BRIEF 1: Return everything in the music snippet patent page from "7. A method" down to "subsequent music sentences.".
BRIEF 2: In the music snippet patent page, how is the most-salient frame picked out, and what is each frame's saliency value based on?
BRIEF 3: Can you extend the music snippet patent page past its last line?

ARTICLE:
◆ ◆ ◆ ◆

P
US6881889B2ExpiredUtilityPatentIndex 63

Generating a music snippet

Assignee: MICROSOFT CORPPriority: Mar 13, 2003Filed: Jun 3, 2004Granted: Apr 19, 2005
Est. expiryMar 13, 2023(expired)· nominal 20-yr term from priority
Inventors:LU LIEZHANG HONG-JIANGYUAN PO
G10H 1/00G10H 2210/061
63
PatentIndex Score
3
Cited by
5
References
40
Claims

Abstract

Systems and methods for extracting a music snippet from a music stream are described. In one aspect, one or more music sentences are extracted from the music stream. The one or more sentences are extracted as a function of peaks and valleys of acoustic energy across sequential music stream portions. The music snippet is selected based on the one or more music sentences.

Claims

exact text as granted — not AI-modified
1. A method for extracting a music snippet from a music stream, the method comprising:
 extracting one or more music sentences from the music stream as a function of peaks and valleys of acoustic energy across sequential music stream portions; and  
 selecting the music snippet as a function of the one or more music sentences.  
 
   
   
     2. A method as recited in  claim 1 , wherein extracting the one or more sentences is a function of a target sentence length. 
   
   
     3. A method as recited in  claim 1 , wherein the music snippet comprises more than a single sentence. 
   
   
     4. A method as recited in  claim 1 , wherein the music snippet is a sentence of the one or more sentences that comprises a most-salient frame. 
   
   
     5. A method as recited in  claim 1 , wherein extracting the one or more sentences further comprises:
 calculating a respective sentence boundary possibility for each frame of multiple frames derived from the music stream; and  
 for each of the one or more sentences, determining a last frame for the sentence as a function of a corresponding sentence boundary possibility.  
 
   
   
     6. A method as recited in  claim 1 , wherein extracting the one or more sentences is a function of a target sentence length selected from eight (8) to sixteen (16) bars in length. 
   
   
     7. A method as recited in  claim 1 , and wherein the method further comprises adjusting music snippet length as a function of boundary confidence of previous and subsequent music sentences. 
   
   
     8. A method as recited in  claim 1 , wherein the method further comprises:
 dividing the music stream into multiple frames of fixed length;  
 identifying a most-salient frame of the multiple frames; and  
 wherein the music snippet is a sentence of the one or more sentences that comprises the most-salient frame.  
 
   
   
     9. A method as recited in  claim 8 , wherein the fixed length is a configurable amount of time. 
   
   
     10. A method as recited in  claim 8 , wherein each frame overlaps another frame with respect to time by a set amount. 
   
   
     11. A method as recited in  claim 8 , wherein identifying the most-salient frame further comprises calculating a respective saliency value for each frame, and wherein the most-salient frame is a frame of the multiple frames having a largest value of the respective saliency values. 
   
   
     12. A method as recited in  claim 11 , wherein calculating the respective saliency value for a frame of the multiple frames is based on acoustic energy of the frame, a frequency of occurrence of the frame across the music stream, and a positional weight of the frame. 
   
   
     13. A computer-readable medium for extracting a music snippet from a music stream, the computer-readable medium comprising computer-program instructions executable by a processor for:
 extracting one or more music sentences from the music stream as a function of peaks and valleys of acoustic energy across sequential music stream portions; and  
 selecting the music snippet as a function of the one or more music sentences.

◆ ◆ ◆ ◆

PROVIDED RECORDS:
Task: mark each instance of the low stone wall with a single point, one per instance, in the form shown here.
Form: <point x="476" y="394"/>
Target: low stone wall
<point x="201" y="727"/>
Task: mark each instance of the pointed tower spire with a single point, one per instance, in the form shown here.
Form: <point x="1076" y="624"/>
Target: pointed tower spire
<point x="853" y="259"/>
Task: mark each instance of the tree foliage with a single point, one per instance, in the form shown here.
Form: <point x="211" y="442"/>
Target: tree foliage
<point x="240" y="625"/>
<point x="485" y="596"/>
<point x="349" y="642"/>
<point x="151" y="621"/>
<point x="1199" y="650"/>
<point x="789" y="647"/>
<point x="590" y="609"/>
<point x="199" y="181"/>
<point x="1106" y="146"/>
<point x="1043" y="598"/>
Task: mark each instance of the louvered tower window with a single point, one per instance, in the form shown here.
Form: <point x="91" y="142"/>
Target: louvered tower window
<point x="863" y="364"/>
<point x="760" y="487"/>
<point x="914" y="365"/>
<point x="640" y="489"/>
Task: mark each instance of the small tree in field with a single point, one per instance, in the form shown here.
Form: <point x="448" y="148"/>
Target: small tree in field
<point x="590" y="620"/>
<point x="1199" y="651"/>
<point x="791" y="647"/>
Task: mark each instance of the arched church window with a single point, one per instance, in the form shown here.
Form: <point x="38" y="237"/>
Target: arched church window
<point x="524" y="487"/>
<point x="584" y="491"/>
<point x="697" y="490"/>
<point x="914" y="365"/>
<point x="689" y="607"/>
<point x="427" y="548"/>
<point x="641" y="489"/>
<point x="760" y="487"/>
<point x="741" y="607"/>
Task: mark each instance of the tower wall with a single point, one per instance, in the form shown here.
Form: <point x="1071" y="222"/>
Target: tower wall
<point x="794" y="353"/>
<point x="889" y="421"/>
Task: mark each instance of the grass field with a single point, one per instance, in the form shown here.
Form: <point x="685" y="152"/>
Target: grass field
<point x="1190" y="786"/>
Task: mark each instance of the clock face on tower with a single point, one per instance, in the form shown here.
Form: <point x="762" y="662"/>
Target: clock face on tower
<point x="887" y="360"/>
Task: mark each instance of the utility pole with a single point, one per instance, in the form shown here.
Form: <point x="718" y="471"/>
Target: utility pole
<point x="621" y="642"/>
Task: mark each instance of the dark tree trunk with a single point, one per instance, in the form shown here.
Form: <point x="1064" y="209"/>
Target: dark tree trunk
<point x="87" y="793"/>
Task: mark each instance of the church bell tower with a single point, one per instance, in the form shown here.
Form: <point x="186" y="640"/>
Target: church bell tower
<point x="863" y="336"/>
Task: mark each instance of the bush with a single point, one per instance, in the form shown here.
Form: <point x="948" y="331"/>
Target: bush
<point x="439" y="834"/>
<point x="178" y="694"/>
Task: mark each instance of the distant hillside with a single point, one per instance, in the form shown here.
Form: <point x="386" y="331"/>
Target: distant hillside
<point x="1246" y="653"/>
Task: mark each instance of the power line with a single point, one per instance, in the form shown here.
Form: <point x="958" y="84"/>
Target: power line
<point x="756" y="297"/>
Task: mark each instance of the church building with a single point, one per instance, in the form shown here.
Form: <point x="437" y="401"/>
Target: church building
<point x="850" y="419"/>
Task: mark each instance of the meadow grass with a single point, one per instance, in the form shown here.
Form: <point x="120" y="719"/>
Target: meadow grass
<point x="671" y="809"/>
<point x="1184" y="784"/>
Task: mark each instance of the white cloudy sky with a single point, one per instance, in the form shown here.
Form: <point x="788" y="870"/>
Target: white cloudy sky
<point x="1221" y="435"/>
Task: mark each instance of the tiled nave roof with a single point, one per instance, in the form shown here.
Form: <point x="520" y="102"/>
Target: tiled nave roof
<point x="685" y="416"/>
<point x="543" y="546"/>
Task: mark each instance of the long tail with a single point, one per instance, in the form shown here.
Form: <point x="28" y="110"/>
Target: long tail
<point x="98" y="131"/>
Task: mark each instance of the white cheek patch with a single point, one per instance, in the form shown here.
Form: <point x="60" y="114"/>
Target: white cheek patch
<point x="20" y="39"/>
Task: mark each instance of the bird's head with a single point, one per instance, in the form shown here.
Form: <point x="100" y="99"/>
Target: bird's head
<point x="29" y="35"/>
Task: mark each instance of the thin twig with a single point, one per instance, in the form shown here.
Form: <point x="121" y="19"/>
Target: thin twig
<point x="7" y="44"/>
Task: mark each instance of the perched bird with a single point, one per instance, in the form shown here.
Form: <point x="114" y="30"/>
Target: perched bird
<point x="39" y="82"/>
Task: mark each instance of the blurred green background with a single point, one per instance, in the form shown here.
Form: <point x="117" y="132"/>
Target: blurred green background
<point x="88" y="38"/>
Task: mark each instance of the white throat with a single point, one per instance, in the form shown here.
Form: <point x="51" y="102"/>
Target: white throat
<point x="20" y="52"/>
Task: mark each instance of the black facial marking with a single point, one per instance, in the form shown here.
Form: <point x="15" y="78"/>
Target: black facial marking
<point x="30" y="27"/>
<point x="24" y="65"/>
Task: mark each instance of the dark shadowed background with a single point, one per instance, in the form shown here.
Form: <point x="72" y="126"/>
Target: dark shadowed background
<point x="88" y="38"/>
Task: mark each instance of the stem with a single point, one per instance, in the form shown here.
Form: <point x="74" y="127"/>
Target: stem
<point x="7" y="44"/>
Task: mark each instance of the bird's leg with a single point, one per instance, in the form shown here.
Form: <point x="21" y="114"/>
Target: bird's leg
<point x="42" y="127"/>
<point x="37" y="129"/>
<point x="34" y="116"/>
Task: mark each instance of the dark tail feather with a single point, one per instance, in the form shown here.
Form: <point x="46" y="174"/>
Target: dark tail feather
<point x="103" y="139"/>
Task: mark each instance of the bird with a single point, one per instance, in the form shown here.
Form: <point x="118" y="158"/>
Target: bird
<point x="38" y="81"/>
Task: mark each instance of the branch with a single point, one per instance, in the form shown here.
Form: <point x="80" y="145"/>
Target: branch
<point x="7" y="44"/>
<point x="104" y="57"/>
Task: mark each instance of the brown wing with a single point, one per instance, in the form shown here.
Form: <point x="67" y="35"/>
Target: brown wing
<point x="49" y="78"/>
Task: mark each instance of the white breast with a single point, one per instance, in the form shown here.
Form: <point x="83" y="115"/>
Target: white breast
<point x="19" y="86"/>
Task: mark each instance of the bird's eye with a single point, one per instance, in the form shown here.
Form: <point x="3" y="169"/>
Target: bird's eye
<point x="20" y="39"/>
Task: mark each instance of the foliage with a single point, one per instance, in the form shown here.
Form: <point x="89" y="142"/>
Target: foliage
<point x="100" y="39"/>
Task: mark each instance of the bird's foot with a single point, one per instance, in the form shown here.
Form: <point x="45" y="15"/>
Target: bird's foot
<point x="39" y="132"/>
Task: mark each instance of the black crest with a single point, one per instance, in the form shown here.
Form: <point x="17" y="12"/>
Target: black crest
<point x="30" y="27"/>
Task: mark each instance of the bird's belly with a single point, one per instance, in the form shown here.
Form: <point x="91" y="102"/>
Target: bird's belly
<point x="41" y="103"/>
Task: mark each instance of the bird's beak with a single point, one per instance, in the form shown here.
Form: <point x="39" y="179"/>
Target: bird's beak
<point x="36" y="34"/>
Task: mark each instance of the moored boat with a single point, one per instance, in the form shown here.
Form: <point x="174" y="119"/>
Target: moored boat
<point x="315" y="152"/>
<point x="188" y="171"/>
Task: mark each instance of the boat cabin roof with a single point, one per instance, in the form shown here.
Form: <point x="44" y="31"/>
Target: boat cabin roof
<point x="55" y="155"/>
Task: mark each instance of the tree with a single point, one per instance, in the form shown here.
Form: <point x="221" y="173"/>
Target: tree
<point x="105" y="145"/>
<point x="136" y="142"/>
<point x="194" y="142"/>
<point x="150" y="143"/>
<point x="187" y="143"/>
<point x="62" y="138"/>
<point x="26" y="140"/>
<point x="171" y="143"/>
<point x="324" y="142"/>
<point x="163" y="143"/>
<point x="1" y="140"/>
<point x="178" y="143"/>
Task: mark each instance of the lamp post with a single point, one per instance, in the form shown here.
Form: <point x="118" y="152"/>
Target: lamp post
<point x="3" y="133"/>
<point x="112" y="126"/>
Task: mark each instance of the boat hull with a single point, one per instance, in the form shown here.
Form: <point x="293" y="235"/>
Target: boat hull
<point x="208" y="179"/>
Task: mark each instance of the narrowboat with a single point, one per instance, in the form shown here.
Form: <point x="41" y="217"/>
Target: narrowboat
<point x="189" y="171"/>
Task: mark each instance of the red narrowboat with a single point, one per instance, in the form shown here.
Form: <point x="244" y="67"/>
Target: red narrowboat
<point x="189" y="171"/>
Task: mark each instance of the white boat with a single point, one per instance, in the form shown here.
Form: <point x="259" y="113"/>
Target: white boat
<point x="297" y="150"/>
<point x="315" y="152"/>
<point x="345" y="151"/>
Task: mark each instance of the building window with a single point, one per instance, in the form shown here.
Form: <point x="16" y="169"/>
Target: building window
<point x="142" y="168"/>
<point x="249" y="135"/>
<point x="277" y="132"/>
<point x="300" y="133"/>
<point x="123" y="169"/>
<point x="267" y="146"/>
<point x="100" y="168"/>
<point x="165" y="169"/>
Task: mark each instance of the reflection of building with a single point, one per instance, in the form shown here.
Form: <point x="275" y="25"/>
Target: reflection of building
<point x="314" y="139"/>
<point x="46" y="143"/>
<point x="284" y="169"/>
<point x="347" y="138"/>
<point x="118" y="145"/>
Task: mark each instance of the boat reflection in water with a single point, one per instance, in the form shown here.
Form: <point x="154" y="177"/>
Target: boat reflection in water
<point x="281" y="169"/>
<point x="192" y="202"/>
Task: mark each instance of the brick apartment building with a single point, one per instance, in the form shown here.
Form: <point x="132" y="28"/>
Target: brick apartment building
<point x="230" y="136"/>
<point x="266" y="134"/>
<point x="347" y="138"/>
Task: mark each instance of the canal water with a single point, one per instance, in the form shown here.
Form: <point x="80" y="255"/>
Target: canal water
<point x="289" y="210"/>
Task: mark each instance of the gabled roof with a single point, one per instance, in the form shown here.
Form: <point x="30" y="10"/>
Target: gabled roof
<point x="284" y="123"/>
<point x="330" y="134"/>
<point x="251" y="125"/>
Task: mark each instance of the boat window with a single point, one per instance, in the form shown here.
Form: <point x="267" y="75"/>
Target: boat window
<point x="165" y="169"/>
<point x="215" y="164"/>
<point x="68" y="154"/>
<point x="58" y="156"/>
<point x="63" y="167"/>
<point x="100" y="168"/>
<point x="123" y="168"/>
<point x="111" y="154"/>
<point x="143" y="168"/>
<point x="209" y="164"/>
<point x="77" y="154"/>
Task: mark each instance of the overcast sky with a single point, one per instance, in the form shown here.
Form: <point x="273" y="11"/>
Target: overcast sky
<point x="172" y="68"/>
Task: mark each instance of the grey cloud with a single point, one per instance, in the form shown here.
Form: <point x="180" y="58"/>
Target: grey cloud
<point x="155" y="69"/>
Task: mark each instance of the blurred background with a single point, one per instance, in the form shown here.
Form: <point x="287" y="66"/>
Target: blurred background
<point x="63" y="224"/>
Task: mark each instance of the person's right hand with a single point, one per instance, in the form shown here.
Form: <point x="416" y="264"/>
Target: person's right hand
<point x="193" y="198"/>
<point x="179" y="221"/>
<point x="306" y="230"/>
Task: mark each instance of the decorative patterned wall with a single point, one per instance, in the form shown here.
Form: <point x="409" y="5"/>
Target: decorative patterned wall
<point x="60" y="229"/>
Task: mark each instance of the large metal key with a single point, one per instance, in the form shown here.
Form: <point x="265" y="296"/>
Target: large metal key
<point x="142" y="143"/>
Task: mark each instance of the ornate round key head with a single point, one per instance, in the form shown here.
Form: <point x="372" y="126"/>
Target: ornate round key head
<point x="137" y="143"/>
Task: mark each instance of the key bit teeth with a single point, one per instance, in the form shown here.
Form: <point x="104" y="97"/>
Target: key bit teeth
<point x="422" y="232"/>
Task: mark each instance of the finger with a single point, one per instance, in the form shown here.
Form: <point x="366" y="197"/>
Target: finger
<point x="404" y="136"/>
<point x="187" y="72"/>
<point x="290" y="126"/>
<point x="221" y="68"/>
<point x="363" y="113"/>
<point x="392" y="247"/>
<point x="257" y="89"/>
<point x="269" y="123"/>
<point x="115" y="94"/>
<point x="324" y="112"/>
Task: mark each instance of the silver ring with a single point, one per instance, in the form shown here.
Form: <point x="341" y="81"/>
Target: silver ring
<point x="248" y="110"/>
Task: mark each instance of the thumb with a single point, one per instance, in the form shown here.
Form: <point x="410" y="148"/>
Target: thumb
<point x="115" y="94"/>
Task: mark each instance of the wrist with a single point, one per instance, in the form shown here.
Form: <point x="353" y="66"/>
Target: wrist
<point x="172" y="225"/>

◆ ◆ ◆ ◆

EXERCISE ANSWER 1:
7. A method as recited in  claim 1 , and wherein the method further comprises adjusting music snippet length as a function of boundary confidence of previous and subsequent music sentences.

EXERCISE ANSWER 2: A saliency value is calculated for each frame. The frame with the largest value is the most-salient frame. A frame's saliency value is based on its acoustic energy, how often it occurs across the music stream, and its positional weight.

EXERCISE ANSWER 3:
 
   
   
     14. A computer-readable medium as recited in  claim 13 , wherein the music snippet comprises more than a single sentence. 
   
   
     15. A computer-readable medium as recited in  claim 13 , wherein the computer-program instructions for extracting further comprise instructions for identifying at least a subset of the one or more sentences as a function of a target sentence length. 
   
   
     16. A computer-readable medium as recited in  claim 13 , wherein the computer-program instructions for extracting the one or more sentences further comprise instructions for:
 calculating a respective sentence boundary possibility for each frame of multiple frames derived from the music stream; and  
 for each of the one or more sentences, determining a last frame for the sentence as a function of a corresponding sentence boundary possibility.  
 
   
   
     17. A computer-readable medium as recited in  claim 13 , wherein the computer-program instructions for extracting the one or more sentences further comprise instructions for identifying the one or more sentences as a function of a target sentence length selected from eight (8) to sixteen (16) bars in length. 
   
   
     18. A computer-readable medium as recited in  claim 13 , wherein the computer-program instructions further comprise instructions for adjusting music snippet length as a function of boundary confidence of previous and subsequent music sentences. 
   
   
     19. A computer-readable medium as recited in  claim 13 , wherein the computer-program instructions further comprise instructions for:
 dividing the music stream into multiple frames of fixed length;  
 identifying a most-salient frame of the multiple frames; and  
 wherein the music snippet is a sentence of the one or more sentences that comprises the most-salient frame.  
 
   
   
     20. A computer-readable medium as recited in  claim 19 , wherein the fixed length is a configurable amount of time. 
   
   
     21. A computer-readable medium as recited in  claim 19 , wherein each frame overlaps another frame with respect to time by a set amount. 
   
   
     22. A computer-readable medium as recited in  claim 19 , wherein the instructions for identifying the most-salient frame further comprise instructions for calculating a respective saliency value for each frame, and wherein the most-salient frame is a frame of the multiple frames having a largest value of the respective saliency values.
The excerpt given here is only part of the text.